### GIVEN INSTRUCTION
Copy out every record precisely.
— START PROVIDED RECORDS —
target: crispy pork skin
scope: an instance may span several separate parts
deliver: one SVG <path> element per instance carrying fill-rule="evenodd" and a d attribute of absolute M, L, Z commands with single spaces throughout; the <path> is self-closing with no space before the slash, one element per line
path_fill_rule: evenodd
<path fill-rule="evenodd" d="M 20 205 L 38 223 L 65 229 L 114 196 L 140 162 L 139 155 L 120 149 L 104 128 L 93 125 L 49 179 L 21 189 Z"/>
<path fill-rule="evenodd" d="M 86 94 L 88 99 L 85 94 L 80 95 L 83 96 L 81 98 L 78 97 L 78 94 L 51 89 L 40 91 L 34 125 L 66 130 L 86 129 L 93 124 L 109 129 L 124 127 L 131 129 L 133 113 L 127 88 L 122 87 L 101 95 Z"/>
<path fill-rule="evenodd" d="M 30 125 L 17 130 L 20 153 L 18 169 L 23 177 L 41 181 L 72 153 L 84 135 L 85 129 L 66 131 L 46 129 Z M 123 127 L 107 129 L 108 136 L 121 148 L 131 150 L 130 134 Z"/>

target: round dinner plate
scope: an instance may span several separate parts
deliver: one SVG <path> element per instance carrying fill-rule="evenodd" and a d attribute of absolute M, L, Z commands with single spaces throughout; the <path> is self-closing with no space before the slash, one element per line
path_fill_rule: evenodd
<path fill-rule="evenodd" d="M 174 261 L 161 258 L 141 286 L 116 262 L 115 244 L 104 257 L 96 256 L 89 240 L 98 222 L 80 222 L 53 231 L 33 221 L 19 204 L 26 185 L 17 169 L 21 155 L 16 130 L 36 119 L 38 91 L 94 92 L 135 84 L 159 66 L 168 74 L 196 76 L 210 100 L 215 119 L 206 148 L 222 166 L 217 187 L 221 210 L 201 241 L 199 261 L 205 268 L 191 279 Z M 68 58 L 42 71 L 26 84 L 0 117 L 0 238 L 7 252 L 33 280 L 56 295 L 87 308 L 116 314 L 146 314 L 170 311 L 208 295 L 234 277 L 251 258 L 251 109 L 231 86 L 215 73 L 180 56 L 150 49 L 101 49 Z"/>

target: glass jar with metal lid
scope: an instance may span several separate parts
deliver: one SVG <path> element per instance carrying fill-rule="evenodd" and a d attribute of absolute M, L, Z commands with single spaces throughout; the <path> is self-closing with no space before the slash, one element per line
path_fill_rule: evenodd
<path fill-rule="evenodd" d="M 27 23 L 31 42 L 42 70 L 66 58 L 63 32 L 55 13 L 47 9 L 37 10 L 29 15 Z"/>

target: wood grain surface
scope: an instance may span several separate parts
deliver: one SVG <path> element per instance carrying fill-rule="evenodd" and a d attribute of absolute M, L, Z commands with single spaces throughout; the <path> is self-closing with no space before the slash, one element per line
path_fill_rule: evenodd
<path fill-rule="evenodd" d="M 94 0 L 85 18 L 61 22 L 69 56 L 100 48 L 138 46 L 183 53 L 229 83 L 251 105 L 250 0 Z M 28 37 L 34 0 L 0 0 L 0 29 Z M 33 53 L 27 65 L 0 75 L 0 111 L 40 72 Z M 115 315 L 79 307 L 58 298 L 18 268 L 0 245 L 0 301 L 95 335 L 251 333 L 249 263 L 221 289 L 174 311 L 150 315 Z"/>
— END PROVIDED RECORDS —
### RESPONSE TO THE EXERCISE
target: crispy pork skin
scope: an instance may span several separate parts
deliver: one SVG <path> element per instance carrying fill-rule="evenodd" and a d attribute of absolute M, L, Z commands with single spaces throughout; the <path> is self-closing with no space before the slash, one element per line
path_fill_rule: evenodd
<path fill-rule="evenodd" d="M 20 205 L 38 223 L 65 229 L 114 196 L 140 162 L 139 155 L 120 149 L 104 128 L 93 125 L 49 179 L 21 189 Z"/>
<path fill-rule="evenodd" d="M 86 94 L 88 99 L 85 94 L 80 95 L 83 96 L 81 98 L 78 97 L 78 94 L 51 89 L 40 91 L 34 125 L 66 130 L 86 129 L 93 124 L 109 129 L 124 127 L 131 129 L 133 113 L 127 88 L 122 87 L 101 95 Z"/>
<path fill-rule="evenodd" d="M 30 125 L 17 130 L 20 153 L 18 169 L 23 177 L 41 181 L 72 153 L 84 135 L 85 129 L 66 131 L 46 129 Z M 123 127 L 107 129 L 108 136 L 121 148 L 131 150 L 130 134 Z"/>

target: round dinner plate
scope: an instance may span several separate parts
deliver: one SVG <path> element per instance carrying fill-rule="evenodd" and a d attribute of absolute M, L, Z commands with single spaces throughout; the <path> is self-closing with no space before the slash, one element per line
path_fill_rule: evenodd
<path fill-rule="evenodd" d="M 174 261 L 161 258 L 141 286 L 116 262 L 115 244 L 104 257 L 96 256 L 89 240 L 98 222 L 80 222 L 53 231 L 33 221 L 19 204 L 26 185 L 17 169 L 21 155 L 16 130 L 36 119 L 38 91 L 94 92 L 135 84 L 159 66 L 168 74 L 196 76 L 210 100 L 215 119 L 206 148 L 222 166 L 217 187 L 221 210 L 201 241 L 199 261 L 205 268 L 191 279 Z M 68 58 L 42 71 L 26 84 L 0 117 L 0 238 L 7 252 L 33 280 L 56 295 L 87 308 L 116 314 L 146 314 L 170 311 L 208 295 L 234 277 L 251 258 L 251 109 L 231 86 L 215 73 L 180 56 L 150 49 L 101 49 Z"/>

target: glass jar with metal lid
scope: an instance may span several separate parts
deliver: one SVG <path> element per instance carrying fill-rule="evenodd" and a d attribute of absolute M, L, Z commands with single spaces throughout; the <path> is self-closing with no space before the slash, one element per line
path_fill_rule: evenodd
<path fill-rule="evenodd" d="M 27 23 L 31 42 L 42 70 L 66 58 L 63 32 L 55 13 L 47 9 L 37 10 L 29 15 Z"/>

target: wood grain surface
scope: an instance may span several separate parts
deliver: one SVG <path> element per instance carrying fill-rule="evenodd" and a d attribute of absolute M, L, Z commands with single spaces throughout; the <path> is self-closing with no space before the slash, one element per line
path_fill_rule: evenodd
<path fill-rule="evenodd" d="M 94 0 L 85 18 L 61 22 L 69 56 L 100 48 L 138 46 L 183 53 L 229 83 L 251 105 L 250 0 Z M 28 37 L 34 0 L 0 0 L 0 29 Z M 33 53 L 27 65 L 0 75 L 0 111 L 40 72 Z M 115 315 L 79 307 L 58 298 L 18 268 L 0 245 L 0 301 L 95 335 L 251 333 L 249 263 L 221 289 L 174 311 L 150 315 Z"/>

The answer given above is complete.